**SUPPLIED ENTRIES**
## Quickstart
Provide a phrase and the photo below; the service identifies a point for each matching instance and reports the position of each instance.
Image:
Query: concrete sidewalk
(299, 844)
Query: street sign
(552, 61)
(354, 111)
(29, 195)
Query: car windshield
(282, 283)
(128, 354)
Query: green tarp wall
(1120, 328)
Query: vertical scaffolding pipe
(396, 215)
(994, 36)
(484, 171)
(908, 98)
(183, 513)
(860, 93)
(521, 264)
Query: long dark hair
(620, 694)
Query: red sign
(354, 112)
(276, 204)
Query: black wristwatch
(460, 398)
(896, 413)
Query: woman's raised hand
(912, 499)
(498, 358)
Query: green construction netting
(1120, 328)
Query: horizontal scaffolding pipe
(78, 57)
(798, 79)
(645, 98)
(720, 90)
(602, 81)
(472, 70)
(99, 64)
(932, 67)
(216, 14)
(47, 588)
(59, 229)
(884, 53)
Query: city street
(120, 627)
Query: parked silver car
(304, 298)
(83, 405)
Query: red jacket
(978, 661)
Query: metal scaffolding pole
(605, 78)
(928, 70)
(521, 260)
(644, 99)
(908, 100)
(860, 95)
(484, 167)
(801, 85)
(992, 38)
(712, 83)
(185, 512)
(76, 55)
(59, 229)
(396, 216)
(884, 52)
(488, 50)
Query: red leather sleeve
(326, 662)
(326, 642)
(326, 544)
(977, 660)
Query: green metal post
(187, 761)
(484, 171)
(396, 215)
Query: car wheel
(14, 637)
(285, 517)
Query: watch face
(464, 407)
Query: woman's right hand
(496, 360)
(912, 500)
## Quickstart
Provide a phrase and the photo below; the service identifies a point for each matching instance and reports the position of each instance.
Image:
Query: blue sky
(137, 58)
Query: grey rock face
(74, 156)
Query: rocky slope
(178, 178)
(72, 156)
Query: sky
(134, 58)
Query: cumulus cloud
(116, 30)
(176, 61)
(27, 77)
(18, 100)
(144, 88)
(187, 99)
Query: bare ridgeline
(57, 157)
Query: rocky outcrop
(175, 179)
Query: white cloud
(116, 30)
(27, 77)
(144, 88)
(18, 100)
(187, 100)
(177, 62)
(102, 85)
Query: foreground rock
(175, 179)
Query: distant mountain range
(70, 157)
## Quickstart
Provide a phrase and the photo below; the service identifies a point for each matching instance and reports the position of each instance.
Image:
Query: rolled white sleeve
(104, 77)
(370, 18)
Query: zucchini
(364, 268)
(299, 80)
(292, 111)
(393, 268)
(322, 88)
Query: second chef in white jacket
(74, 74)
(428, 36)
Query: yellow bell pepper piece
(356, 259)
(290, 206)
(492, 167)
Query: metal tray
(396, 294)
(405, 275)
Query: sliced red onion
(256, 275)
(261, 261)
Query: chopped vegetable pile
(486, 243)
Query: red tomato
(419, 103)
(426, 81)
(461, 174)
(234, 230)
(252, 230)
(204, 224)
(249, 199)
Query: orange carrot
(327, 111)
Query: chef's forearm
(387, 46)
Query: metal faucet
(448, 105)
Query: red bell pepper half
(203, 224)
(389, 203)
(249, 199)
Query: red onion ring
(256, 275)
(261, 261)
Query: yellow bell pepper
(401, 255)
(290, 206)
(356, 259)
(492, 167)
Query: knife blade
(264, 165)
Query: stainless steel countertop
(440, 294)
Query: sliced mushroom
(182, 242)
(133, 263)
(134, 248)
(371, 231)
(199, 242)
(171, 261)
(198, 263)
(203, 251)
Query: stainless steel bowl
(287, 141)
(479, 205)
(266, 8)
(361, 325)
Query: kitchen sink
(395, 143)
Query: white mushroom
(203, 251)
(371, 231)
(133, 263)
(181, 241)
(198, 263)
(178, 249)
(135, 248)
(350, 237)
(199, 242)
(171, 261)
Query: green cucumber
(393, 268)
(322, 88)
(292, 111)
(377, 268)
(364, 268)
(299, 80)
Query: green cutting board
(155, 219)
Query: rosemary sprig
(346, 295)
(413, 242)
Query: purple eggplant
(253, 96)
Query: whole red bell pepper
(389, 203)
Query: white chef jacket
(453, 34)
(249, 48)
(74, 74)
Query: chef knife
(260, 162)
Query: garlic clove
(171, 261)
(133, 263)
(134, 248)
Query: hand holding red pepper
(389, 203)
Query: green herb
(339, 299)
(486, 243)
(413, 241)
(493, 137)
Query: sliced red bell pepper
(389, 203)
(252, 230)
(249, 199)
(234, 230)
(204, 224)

**TASK GOAL**
Render every line of the items above as a Markdown table with two columns, Row and Text, where Row numbers the lines in order and Text holds each line. Leave out blank lines.

**REPLY TO THE EXERCISE**
| Row | Text |
|---|---|
| 1 | ## Quickstart |
| 2 | Provide a phrase and the photo below; the service identifies a point for each matching instance and reports the position of each instance. |
| 3 | Image: |
| 4 | Query: concrete sidewalk |
| 5 | (299, 844) |
| 6 | Query: street sign |
| 7 | (552, 61) |
| 8 | (354, 111) |
| 9 | (29, 195) |
| 10 | Query: car windshield |
| 11 | (282, 283) |
| 12 | (128, 354) |
| 13 | Query: green tarp wall |
| 14 | (1120, 328) |
| 15 | Query: vertical scaffolding pipe |
| 16 | (396, 215) |
| 17 | (994, 36) |
| 18 | (484, 171) |
| 19 | (908, 98) |
| 20 | (183, 513) |
| 21 | (860, 93) |
| 22 | (521, 264) |
| 23 | Query: long dark hair |
| 24 | (620, 694) |
| 25 | Query: red sign |
| 26 | (354, 112) |
| 27 | (276, 204) |
| 28 | Query: black wristwatch |
| 29 | (460, 398) |
| 30 | (896, 413) |
| 31 | Query: woman's raised hand |
| 32 | (912, 499) |
| 33 | (498, 358) |
| 34 | Query: green construction netting |
| 35 | (1120, 328) |
| 36 | Query: horizontal scaffolding pipe |
| 37 | (78, 57) |
| 38 | (798, 79) |
| 39 | (645, 98) |
| 40 | (720, 90) |
| 41 | (602, 81) |
| 42 | (472, 70) |
| 43 | (99, 64) |
| 44 | (932, 67) |
| 45 | (216, 14) |
| 46 | (47, 588) |
| 47 | (59, 229) |
| 48 | (884, 53) |
| 49 | Query: city street |
| 50 | (120, 627) |
| 51 | Query: parked silver car |
| 52 | (304, 298) |
| 53 | (83, 405) |
| 54 | Query: red jacket |
| 55 | (978, 661) |
| 56 | Query: metal scaffolding pole |
| 57 | (605, 78) |
| 58 | (928, 70) |
| 59 | (521, 260) |
| 60 | (644, 99) |
| 61 | (908, 100) |
| 62 | (860, 95) |
| 63 | (484, 167) |
| 64 | (801, 85) |
| 65 | (992, 38) |
| 66 | (712, 83) |
| 67 | (185, 512) |
| 68 | (76, 55) |
| 69 | (59, 229) |
| 70 | (396, 216) |
| 71 | (884, 52) |
| 72 | (488, 50) |
| 73 | Query: red leather sleeve |
| 74 | (326, 662) |
| 75 | (326, 642) |
| 76 | (326, 544) |
| 77 | (977, 660) |
| 78 | Query: green metal post |
| 79 | (187, 761) |
| 80 | (484, 171) |
| 81 | (396, 215) |
| 82 | Query: car wheel |
| 83 | (14, 637) |
| 84 | (285, 517) |
| 85 | Query: watch face |
| 86 | (464, 407) |
| 87 | Query: woman's right hand |
| 88 | (496, 360) |
| 89 | (912, 500) |
| 90 | ## Quickstart |
| 91 | Provide a phrase and the photo below; the service identifies a point for each matching instance and reports the position of each instance. |
| 92 | Image: |
| 93 | Query: blue sky |
| 94 | (137, 58) |
| 95 | Query: grey rock face |
| 96 | (74, 156) |
| 97 | Query: rocky slope |
| 98 | (178, 178) |
| 99 | (72, 156) |
| 100 | Query: sky |
| 101 | (134, 58) |
| 102 | Query: cumulus cloud |
| 103 | (116, 30) |
| 104 | (176, 61) |
| 105 | (27, 77) |
| 106 | (18, 100) |
| 107 | (144, 88) |
| 108 | (187, 99) |
| 109 | Query: bare ridgeline |
| 110 | (57, 157) |
| 111 | Query: rocky outcrop |
| 112 | (175, 179) |
| 113 | Query: white cloud |
| 114 | (116, 30) |
| 115 | (27, 77) |
| 116 | (144, 88) |
| 117 | (18, 100) |
| 118 | (187, 100) |
| 119 | (177, 62) |
| 120 | (102, 85) |
| 121 | Query: foreground rock |
| 122 | (175, 179) |
| 123 | Query: distant mountain range |
| 124 | (70, 157) |
| 125 | ## Quickstart |
| 126 | Provide a phrase and the photo below; the service identifies a point for each matching instance and reports the position of each instance. |
| 127 | Image: |
| 128 | Query: rolled white sleeve |
| 129 | (104, 77) |
| 130 | (370, 18) |
| 131 | Query: zucchini |
| 132 | (364, 268) |
| 133 | (299, 80) |
| 134 | (292, 111) |
| 135 | (393, 268) |
| 136 | (322, 88) |
| 137 | Query: second chef in white jacket |
| 138 | (74, 74) |
| 139 | (428, 36) |
| 140 | Query: yellow bell pepper piece |
| 141 | (356, 259) |
| 142 | (290, 206) |
| 143 | (492, 167) |
| 144 | Query: metal tray |
| 145 | (396, 294) |
| 146 | (405, 275) |
| 147 | Query: sliced red onion |
| 148 | (256, 275) |
| 149 | (261, 261) |
| 150 | Query: chopped vegetable pile |
| 151 | (486, 243) |
| 152 | Query: red tomato |
| 153 | (419, 103) |
| 154 | (426, 81) |
| 155 | (461, 174) |
| 156 | (234, 230) |
| 157 | (252, 230) |
| 158 | (204, 224) |
| 159 | (249, 199) |
| 160 | Query: orange carrot |
| 161 | (327, 111) |
| 162 | Query: chef's forearm |
| 163 | (387, 46) |
| 164 | Query: metal faucet |
| 165 | (448, 105) |
| 166 | Query: red bell pepper half |
| 167 | (203, 224) |
| 168 | (389, 203) |
| 169 | (249, 199) |
| 170 | Query: red onion ring |
| 171 | (256, 275) |
| 172 | (261, 261) |
| 173 | Query: yellow bell pepper |
| 174 | (401, 255) |
| 175 | (290, 206) |
| 176 | (356, 259) |
| 177 | (492, 167) |
| 178 | Query: knife blade |
| 179 | (264, 165) |
| 180 | Query: stainless steel countertop |
| 181 | (440, 294) |
| 182 | Query: sliced mushroom |
| 183 | (182, 242) |
| 184 | (133, 263) |
| 185 | (134, 248) |
| 186 | (371, 231) |
| 187 | (199, 242) |
| 188 | (171, 261) |
| 189 | (198, 263) |
| 190 | (203, 251) |
| 191 | Query: stainless steel bowl |
| 192 | (287, 141) |
| 193 | (479, 205) |
| 194 | (266, 8) |
| 195 | (361, 325) |
| 196 | Query: kitchen sink |
| 197 | (395, 143) |
| 198 | Query: white mushroom |
| 199 | (203, 251) |
| 200 | (371, 231) |
| 201 | (133, 263) |
| 202 | (181, 241) |
| 203 | (198, 263) |
| 204 | (178, 249) |
| 205 | (135, 248) |
| 206 | (350, 237) |
| 207 | (199, 242) |
| 208 | (171, 261) |
| 209 | Query: green cucumber |
| 210 | (393, 268) |
| 211 | (322, 88) |
| 212 | (292, 111) |
| 213 | (377, 268) |
| 214 | (364, 268) |
| 215 | (299, 80) |
| 216 | Query: green cutting board |
| 217 | (155, 219) |
| 218 | Query: rosemary sprig |
| 219 | (346, 295) |
| 220 | (413, 242) |
| 221 | Query: purple eggplant |
| 222 | (253, 96) |
| 223 | Query: whole red bell pepper |
| 224 | (389, 203) |
| 225 | Query: white chef jacket |
| 226 | (453, 34) |
| 227 | (249, 48) |
| 228 | (74, 74) |
| 229 | Query: chef knife |
| 230 | (260, 162) |
| 231 | Query: garlic clove |
| 232 | (171, 261) |
| 233 | (133, 263) |
| 234 | (134, 248) |
| 235 | Query: hand holding red pepper |
| 236 | (389, 203) |
| 237 | Query: green herb |
| 238 | (339, 299) |
| 239 | (486, 243) |
| 240 | (413, 241) |
| 241 | (493, 137) |
| 242 | Query: sliced red bell pepper |
| 243 | (389, 203) |
| 244 | (252, 230) |
| 245 | (249, 199) |
| 246 | (234, 230) |
| 247 | (204, 224) |